▶ _DOCUMENT TEXT_
+-------+

13:30 - 13:40 Welcome Message
13:40 - 14:30 Keynote: Automating Performance Optimization of Data Flow Within HPC Workflows
— Nathan R. Tallent (Pacific Northwest National Laboratory)
14:30 - 15:00 Paper Talk: EmuCSD: A Scalable Framework For Emulating Computational Storage Devices
— Saleh AlSaleh, Wahid Uz Zaman, Mahmut Taylan Kandemir (The Pennsylvania State University)
15:00 - 15:30 Coffee Break
15:30 - 16:10 Invited Talk: Toward Data-Centric Computing: Data-Movement Analysis, Concurrency-Aware Optimization, and Memory-Centric Architecture
— Xiaoyang Lu (Illinois Institute of Technology)
16:10 - 16:40 Paper Talk: NZFS: A Null File System with Zero-Copy I/O Support for Application Benchmarking
— Shingo Hattori, Osamu Tatebe (University of Tsukuba)
16:40 - 17:10 Paper Talk: Chasing the Rabbit: A Systematic Exploration of Software-Defined HPC Storage
— Hariharan Devarajan (LLNL), Brian Behlendorf (LLNL), Blake Devcich (HPE), Dean Roehrich (HPE),
17:10 - 17:20 Closing Remarks
Scientific workflows that require HPC resources are critical in many areas of scientific exploration. Because these workflows tend to be data intensive, severe bottlenecks emerge in storage systems and I/O networks. Although there has been much prior work on coordination of workflows, scheduling algorithms, and HPC storage systems, there are no comprehensive workflow performance diagnosis suites that can automatically identify and alleviate dataflow bottlenecks.

+-------+

▶ _WORK ORDER A_
In the workshop program, who gives the keynote, and what institution is listed for that speaker?
▶ _WORK ORDER B_
Please repeat the stretch of the workshop program from "14:30 - 15:00" through "Institute of Technology)", substituting "Refreshment Break" for "Coffee Break".
▶ _WORK ORDER C_
Based on the workshop program, decide whether each statement is true, answering yes or no and quoting the words that settle it: (i) The closing remarks run from 17:10 to 17:20. (ii) Xiaoyang Lu is listed with the University of Tsukuba. (iii) Comprehensive workflow performance diagnosis suites that automatically identify and alleviate dataflow bottlenecks already exist.

(Records from a data source)
+-------+

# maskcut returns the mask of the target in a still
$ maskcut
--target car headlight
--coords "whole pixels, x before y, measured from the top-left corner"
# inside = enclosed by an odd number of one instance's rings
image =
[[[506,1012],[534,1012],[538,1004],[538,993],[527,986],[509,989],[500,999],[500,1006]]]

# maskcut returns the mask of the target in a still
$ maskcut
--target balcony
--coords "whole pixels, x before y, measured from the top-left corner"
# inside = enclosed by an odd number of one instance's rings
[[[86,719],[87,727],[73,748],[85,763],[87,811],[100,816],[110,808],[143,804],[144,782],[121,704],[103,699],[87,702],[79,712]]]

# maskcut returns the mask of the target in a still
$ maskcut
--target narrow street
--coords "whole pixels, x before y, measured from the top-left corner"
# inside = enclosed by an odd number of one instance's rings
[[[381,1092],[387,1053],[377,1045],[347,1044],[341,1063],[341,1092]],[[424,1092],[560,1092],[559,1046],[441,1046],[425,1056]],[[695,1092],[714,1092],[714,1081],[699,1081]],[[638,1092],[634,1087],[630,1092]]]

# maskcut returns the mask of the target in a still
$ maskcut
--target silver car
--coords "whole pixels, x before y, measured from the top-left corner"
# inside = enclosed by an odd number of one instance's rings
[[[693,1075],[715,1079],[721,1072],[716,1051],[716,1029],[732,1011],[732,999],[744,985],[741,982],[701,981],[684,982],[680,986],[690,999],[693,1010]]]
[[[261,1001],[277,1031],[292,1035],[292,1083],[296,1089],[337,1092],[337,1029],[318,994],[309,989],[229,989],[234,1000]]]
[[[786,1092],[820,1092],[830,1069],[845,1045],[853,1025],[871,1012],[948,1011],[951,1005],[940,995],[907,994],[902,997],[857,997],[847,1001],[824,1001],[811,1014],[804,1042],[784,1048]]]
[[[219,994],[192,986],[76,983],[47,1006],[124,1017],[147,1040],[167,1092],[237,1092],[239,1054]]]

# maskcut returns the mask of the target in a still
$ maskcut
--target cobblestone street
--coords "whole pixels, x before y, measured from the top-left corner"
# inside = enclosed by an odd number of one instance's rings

+-------+

▶ _YOUR RESPONSE A_
Nathan R. Tallent, of Pacific Northwest National Laboratory.

▶ _YOUR RESPONSE B_
14:30 - 15:00 Paper Talk: EmuCSD: A Scalable Framework For Emulating Computational Storage Devices
— Saleh AlSaleh, Wahid Uz Zaman, Mahmut Taylan Kandemir (The Pennsylvania State University)
15:00 - 15:30 Refreshment Break
15:30 - 16:10 Invited Talk: Toward Data-Centric Computing: Data-Movement Analysis, Concurrency-Aware Optimization, and Memory-Centric Architecture
— Xiaoyang Lu (Illinois Institute of Technology)

▶ _YOUR RESPONSE C_
(i) Yes: "17:10 - 17:20 Closing Remarks"
(ii) No: "Xiaoyang Lu (Illinois Institute of Technology)"
(iii) No: "there are no comprehensive workflow performance diagnosis suites that can automatically identify and alleviate dataflow bottlenecks"